Directions: Give back the full listing, character for character, with no pictures.
=== Extracted records ===
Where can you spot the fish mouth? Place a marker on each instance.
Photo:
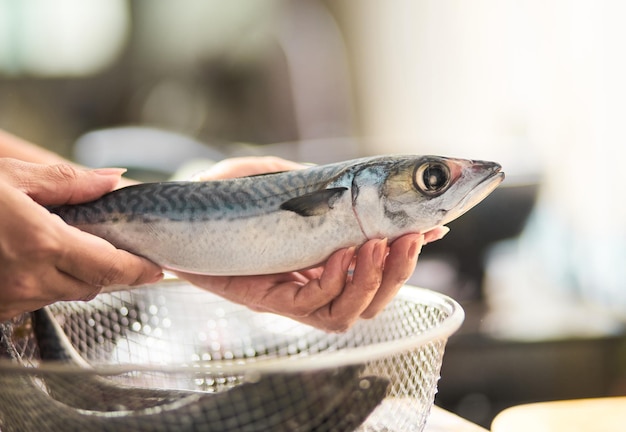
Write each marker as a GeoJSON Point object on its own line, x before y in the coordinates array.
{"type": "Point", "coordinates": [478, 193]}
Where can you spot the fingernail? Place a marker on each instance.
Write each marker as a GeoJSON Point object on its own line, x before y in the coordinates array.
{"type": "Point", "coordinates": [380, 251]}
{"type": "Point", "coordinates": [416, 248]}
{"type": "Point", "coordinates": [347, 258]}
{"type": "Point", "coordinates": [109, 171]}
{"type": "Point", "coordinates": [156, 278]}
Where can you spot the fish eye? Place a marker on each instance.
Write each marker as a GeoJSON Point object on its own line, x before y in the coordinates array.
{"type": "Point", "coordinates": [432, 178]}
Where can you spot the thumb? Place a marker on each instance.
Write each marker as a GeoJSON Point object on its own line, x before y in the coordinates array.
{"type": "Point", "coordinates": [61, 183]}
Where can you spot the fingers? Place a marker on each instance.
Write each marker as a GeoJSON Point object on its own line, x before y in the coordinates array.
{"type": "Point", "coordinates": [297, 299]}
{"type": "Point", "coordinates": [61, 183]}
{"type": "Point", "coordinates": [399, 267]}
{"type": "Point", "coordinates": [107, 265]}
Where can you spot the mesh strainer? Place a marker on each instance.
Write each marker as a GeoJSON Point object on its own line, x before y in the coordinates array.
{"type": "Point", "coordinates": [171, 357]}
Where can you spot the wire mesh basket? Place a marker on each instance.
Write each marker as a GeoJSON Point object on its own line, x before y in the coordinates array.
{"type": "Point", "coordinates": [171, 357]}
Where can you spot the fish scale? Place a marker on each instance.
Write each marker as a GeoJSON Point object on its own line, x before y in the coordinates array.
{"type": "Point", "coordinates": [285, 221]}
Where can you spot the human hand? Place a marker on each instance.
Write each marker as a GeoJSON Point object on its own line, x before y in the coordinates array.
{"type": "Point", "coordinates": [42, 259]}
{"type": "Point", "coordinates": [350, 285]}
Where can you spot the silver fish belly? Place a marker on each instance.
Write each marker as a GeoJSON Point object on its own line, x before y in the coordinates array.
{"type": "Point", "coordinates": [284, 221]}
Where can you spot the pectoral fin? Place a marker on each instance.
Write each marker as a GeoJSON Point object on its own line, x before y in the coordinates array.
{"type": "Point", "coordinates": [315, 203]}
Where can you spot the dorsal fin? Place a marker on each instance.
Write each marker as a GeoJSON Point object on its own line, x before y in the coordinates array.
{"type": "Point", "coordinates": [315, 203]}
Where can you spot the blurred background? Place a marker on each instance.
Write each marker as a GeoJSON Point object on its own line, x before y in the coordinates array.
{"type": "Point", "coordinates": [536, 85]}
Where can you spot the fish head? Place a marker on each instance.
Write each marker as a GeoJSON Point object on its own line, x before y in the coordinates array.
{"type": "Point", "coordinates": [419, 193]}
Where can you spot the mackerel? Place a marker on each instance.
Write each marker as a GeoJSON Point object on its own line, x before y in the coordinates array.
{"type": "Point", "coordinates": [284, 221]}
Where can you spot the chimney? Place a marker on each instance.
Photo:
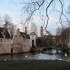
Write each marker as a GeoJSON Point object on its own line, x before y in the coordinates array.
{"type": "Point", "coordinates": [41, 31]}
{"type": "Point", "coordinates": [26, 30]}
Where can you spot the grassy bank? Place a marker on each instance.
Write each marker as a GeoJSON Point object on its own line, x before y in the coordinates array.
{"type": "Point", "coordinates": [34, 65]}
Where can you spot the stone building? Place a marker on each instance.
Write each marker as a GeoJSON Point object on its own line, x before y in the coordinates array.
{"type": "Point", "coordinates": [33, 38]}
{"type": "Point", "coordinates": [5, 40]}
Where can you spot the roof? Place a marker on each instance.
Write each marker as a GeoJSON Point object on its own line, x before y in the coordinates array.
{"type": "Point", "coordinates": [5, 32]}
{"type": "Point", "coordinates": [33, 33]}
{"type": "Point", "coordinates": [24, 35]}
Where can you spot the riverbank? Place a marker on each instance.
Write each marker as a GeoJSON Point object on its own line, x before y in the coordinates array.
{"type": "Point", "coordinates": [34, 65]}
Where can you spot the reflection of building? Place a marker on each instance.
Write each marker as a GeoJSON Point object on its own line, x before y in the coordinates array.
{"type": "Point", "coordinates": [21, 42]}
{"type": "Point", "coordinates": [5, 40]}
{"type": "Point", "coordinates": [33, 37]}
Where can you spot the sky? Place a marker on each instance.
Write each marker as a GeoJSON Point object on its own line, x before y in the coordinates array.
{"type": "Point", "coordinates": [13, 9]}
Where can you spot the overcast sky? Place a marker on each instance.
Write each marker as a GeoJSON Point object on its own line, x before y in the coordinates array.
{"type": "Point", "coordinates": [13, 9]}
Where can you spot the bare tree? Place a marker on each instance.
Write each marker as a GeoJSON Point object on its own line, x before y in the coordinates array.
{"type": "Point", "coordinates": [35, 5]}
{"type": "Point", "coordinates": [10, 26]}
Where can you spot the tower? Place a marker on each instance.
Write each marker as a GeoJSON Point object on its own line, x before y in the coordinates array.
===
Written response:
Where can you spot the fish mouth? Place a marker on each instance.
Photo:
Write each marker as a GeoJSON Point object on its own line, x before y in the coordinates array.
{"type": "Point", "coordinates": [478, 193]}
Where can you spot the fingernail? Place a marker on each instance.
Write each marker as a GeoJSON Point object on its own line, x before y in the coordinates array.
{"type": "Point", "coordinates": [380, 251]}
{"type": "Point", "coordinates": [416, 248]}
{"type": "Point", "coordinates": [347, 258]}
{"type": "Point", "coordinates": [109, 171]}
{"type": "Point", "coordinates": [156, 278]}
Where can you spot the fish eye? Place a marker on each instance.
Write each marker as a GeoJSON Point object on its own line, x before y in the coordinates array.
{"type": "Point", "coordinates": [432, 178]}
Where can you spot the thumb? Place a marker on each instance.
Write each marker as a GeoJSON Point object on its own line, x before y in the coordinates array.
{"type": "Point", "coordinates": [61, 183]}
Where can you spot the fingers? Place a marker on each instance.
Write each marker as a GeoJSON Point object on its own line, x before y in the coordinates array.
{"type": "Point", "coordinates": [297, 299]}
{"type": "Point", "coordinates": [61, 183]}
{"type": "Point", "coordinates": [399, 267]}
{"type": "Point", "coordinates": [107, 265]}
Where can you spot the mesh strainer? Place a marker on each instance.
Write each marker as a GeoJSON Point object on its own line, x before y in the coordinates array.
{"type": "Point", "coordinates": [171, 357]}
Where can you spot the wire mesh basket? Place a marker on each instance.
Write each marker as a GeoJSON Point object on its own line, x before y in the coordinates array.
{"type": "Point", "coordinates": [171, 357]}
Where can you spot the fish scale? Place a marker on each instance.
Write each marker as a GeoJSON Point object on its own line, x before y in the coordinates array.
{"type": "Point", "coordinates": [285, 221]}
Where can you spot the human hand? Place a marker on each instance.
Write each marker as a GeoJSON Point object on its own line, x before y in the coordinates array.
{"type": "Point", "coordinates": [42, 259]}
{"type": "Point", "coordinates": [350, 285]}
Where can you spot the silver fish belly? Place a marker on each instance.
Write each marker as a GeoJSON Point object on its own line, x before y in the coordinates array.
{"type": "Point", "coordinates": [284, 221]}
Where can you spot the pectoral fin? Place a marker on each instance.
Write each marker as a GeoJSON Point object on its own line, x before y in the coordinates array.
{"type": "Point", "coordinates": [315, 203]}
Where can you spot the dorsal fin? Place a marker on each instance.
Write each marker as a GeoJSON Point object on its own line, x before y in the coordinates array.
{"type": "Point", "coordinates": [315, 203]}
Where can you spot the blurred background? Place a marker on each instance.
Write each marker as a GeoJSON Point object on its own line, x before y in the coordinates array.
{"type": "Point", "coordinates": [536, 85]}
Where can you spot the fish head? Place a marker on each instance.
Write each marker as a GeoJSON Point object on its own line, x before y in the coordinates array.
{"type": "Point", "coordinates": [419, 193]}
Where can you spot the mackerel? Place a marker on each instance.
Write each marker as a GeoJSON Point object on its own line, x before y in the coordinates array.
{"type": "Point", "coordinates": [284, 221]}
Where can you spot the chimney? Place a marker on each instance.
Photo:
Write each marker as a GeoJSON Point object on its own line, x before y in the coordinates array.
{"type": "Point", "coordinates": [41, 31]}
{"type": "Point", "coordinates": [26, 30]}
Where can you spot the grassy bank? Place a marker on each instance.
Write each marker as a GeoJSON Point object on its own line, x before y in the coordinates array.
{"type": "Point", "coordinates": [34, 65]}
Where can you spot the stone building? Place a marker on each instance.
Write each marker as a GeoJSON Point object on its own line, x before y in the coordinates array.
{"type": "Point", "coordinates": [33, 38]}
{"type": "Point", "coordinates": [5, 40]}
Where can you spot the roof? Place a marker on each instance.
Write each marker as a GeoJSON Point object on its own line, x before y in the coordinates array.
{"type": "Point", "coordinates": [5, 32]}
{"type": "Point", "coordinates": [33, 33]}
{"type": "Point", "coordinates": [24, 35]}
Where can you spot the riverbank? Place a marker on each instance.
Write each marker as a GeoJSON Point object on its own line, x before y in the coordinates array.
{"type": "Point", "coordinates": [34, 65]}
Where can you spot the reflection of building? Place a marker on each instance.
Write each marker as a GeoJSON Point object on its own line, x before y in the coordinates array.
{"type": "Point", "coordinates": [21, 42]}
{"type": "Point", "coordinates": [5, 40]}
{"type": "Point", "coordinates": [33, 37]}
Where can you spot the sky? Place a marker on each instance.
Write each marker as a GeoJSON Point object on its own line, x before y in the coordinates array.
{"type": "Point", "coordinates": [13, 9]}
Where can you spot the overcast sky? Place a marker on each instance.
Write each marker as a GeoJSON Point object on its own line, x before y in the coordinates array.
{"type": "Point", "coordinates": [13, 9]}
Where can you spot the bare tree? Place a marker on each instance.
Write each marker as a GeoJSON Point object on its own line, x before y in the coordinates array.
{"type": "Point", "coordinates": [35, 5]}
{"type": "Point", "coordinates": [10, 26]}
Where can you spot the tower? Place a marker on each instance.
Write each marker as a GeoJSON Point object on its own line, x before y in the coordinates array.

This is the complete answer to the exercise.